→ PROVIDED DATA:
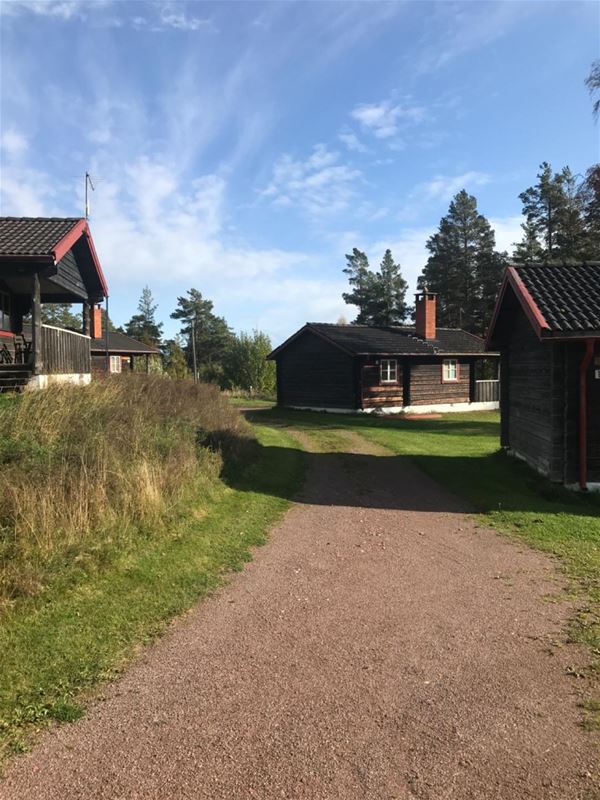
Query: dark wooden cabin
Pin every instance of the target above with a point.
(46, 260)
(114, 352)
(547, 328)
(392, 369)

→ TASK DETAILS: Rewrite the material above line for line, keeping all of its wording, and shift each point coordinate in the answers by adding 53 to every number. Leave out the pictures.

→ WRITTEN ANSWER:
Query: dark wooden cabin
Pin every instance of the target above with a point.
(99, 313)
(167, 405)
(600, 381)
(445, 422)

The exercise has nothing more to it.